**YOUR OBJECTIVE**
For the records below, work out the number of lines holding "ceiling" and reply with only that.

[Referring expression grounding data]

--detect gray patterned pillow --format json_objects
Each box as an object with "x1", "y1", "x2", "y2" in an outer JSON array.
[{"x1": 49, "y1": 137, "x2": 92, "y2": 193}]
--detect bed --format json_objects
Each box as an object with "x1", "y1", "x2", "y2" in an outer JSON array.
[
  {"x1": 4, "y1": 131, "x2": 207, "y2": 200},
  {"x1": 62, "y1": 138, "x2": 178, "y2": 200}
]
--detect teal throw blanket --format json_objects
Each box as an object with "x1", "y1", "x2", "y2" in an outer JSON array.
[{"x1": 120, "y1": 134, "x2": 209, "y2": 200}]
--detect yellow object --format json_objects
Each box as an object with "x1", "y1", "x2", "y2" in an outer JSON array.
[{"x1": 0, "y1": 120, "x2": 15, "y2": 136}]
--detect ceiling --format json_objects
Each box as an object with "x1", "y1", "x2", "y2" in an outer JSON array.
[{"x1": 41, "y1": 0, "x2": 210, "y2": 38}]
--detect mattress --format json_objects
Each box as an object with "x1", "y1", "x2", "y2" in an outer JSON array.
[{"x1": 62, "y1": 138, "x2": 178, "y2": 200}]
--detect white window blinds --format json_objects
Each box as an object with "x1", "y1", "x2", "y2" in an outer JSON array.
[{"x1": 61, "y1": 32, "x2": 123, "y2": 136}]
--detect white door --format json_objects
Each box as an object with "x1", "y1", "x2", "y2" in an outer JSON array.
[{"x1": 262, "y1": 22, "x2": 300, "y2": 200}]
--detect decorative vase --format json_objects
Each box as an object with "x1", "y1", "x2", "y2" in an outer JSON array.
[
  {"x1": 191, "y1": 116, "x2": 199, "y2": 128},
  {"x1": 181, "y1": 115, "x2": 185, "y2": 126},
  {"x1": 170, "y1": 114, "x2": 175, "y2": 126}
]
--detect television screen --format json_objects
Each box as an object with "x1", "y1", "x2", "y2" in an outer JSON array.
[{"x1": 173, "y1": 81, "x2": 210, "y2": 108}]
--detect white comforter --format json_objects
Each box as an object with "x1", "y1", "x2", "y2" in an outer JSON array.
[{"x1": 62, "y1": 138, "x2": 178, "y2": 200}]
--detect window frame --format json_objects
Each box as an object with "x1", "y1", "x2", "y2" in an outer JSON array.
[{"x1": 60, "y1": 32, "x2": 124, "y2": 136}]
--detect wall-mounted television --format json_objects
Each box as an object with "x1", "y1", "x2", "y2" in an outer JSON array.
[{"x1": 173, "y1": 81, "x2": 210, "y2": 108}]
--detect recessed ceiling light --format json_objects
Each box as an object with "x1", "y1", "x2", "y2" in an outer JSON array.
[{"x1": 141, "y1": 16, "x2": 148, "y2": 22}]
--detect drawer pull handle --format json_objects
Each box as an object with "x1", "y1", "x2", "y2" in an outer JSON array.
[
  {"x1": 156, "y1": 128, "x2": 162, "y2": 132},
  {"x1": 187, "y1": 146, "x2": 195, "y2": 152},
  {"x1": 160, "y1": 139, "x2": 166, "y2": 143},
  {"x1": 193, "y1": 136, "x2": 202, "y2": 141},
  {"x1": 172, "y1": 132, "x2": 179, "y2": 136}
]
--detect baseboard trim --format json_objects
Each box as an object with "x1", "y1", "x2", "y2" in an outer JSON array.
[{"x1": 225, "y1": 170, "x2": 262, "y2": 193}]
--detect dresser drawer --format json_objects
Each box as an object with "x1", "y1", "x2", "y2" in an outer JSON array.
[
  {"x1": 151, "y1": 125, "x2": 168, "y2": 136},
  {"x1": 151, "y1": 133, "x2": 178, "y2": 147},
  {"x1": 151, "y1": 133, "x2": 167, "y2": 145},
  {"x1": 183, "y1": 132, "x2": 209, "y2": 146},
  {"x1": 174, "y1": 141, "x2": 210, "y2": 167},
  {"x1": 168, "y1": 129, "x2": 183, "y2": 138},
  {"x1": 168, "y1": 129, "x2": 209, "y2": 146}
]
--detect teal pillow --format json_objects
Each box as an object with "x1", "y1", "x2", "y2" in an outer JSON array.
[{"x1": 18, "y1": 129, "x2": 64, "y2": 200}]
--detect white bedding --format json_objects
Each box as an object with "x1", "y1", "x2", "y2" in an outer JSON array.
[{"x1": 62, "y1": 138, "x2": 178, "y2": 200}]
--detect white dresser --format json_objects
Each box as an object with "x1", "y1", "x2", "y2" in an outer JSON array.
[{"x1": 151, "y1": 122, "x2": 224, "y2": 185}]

**EXPECTED OUTPUT**
2